***** 本文抜粋
夕暮れのローソン美祢IC店の駐車場から、美祢の工場群を望む。
人工の美しさと醜さ、天然の美しさとが入り混じった、得難い風景だ。
このカウンターがありがたい。 |
30分ほど休んだので出発する。
ここでもお尻にワセリン塗り塗りした気がする。
そんなこんなで時間がかかったのだ。
東へ。
ここからは山口市へ向かう道だ。
美東町までは穏やかな丘陵地帯を行く。
途中までは一緒だったが、次第にガチオ君に離されていく。
やがて一人旅になった。
足が違い過ぎるということか。
ただ無理してもしょうがないので、淡々と進むしかない。
わしに走れるペースでいくしかない。
夜の道は目印もなく、ただただeTrexさまの導きに従うだけだ。
ガチオ君はキューシートだけで走っているけど、大丈夫かなあ。
いくつかの交差点を過ぎ、美東から山口へ抜ける国道435号の大峠への道に差し掛かる。
相変わらずガチオ君はいない。
だらだらとした上り、そして時折現れるトンネル。
前回の400キロは、この上りでアドレナリンが出まくっていたのだろう。
あっという間に過ぎ去った。
**********
***** 表示データ
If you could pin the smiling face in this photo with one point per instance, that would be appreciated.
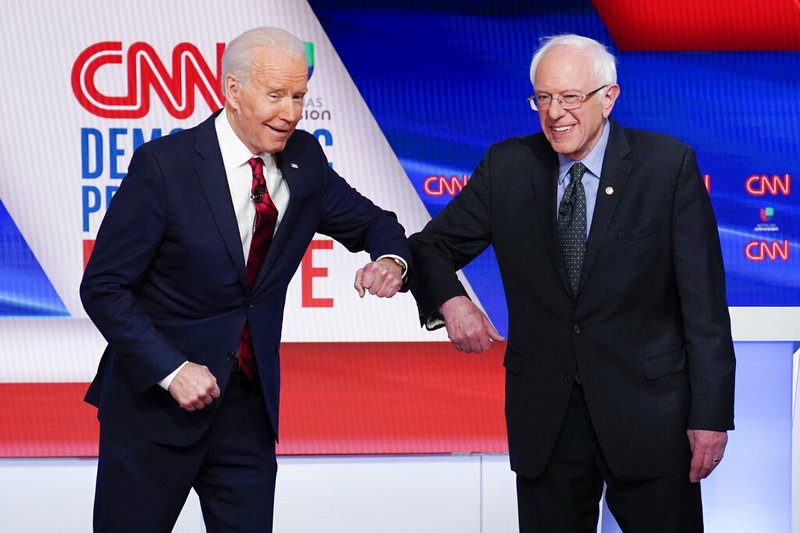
**********
# 演習課題:
**a.** 本文に基づき、次の問いに答えよ。
(i) 出発前に休んだ時間はどれくらいか。
(ii) 美東町までは、どのような地帯を進むか。
(iii) ガチオ君は何だけを頼りに走っているか。
**b.** 本文の「ここからは山口市へ向かう道だ。」を含む箇所から書き写し始め、「ガチオ君はキューシートだけで走っているけど、大丈夫かなあ。」の直後で止めよ。
データはここでは使用しない。

# 演習の解答:
**a.**
(i) 30分ほど
(ii) 穏やかな丘陵地帯
(iii) キューシート

**b.**
ここからは山口市へ向かう道だ。
美東町までは穏やかな丘陵地帯を行く。
途中までは一緒だったが、次第にガチオ君に離されていく。
やがて一人旅になった。
足が違い過ぎるということか。
ただ無理してもしょうがないので、淡々と進むしかない。
わしに走れるペースでいくしかない。
夜の道は目印もなく、ただただeTrexさまの導きに従うだけだ。
ガチオ君はキューシートだけで走っているけど、大丈夫かなあ。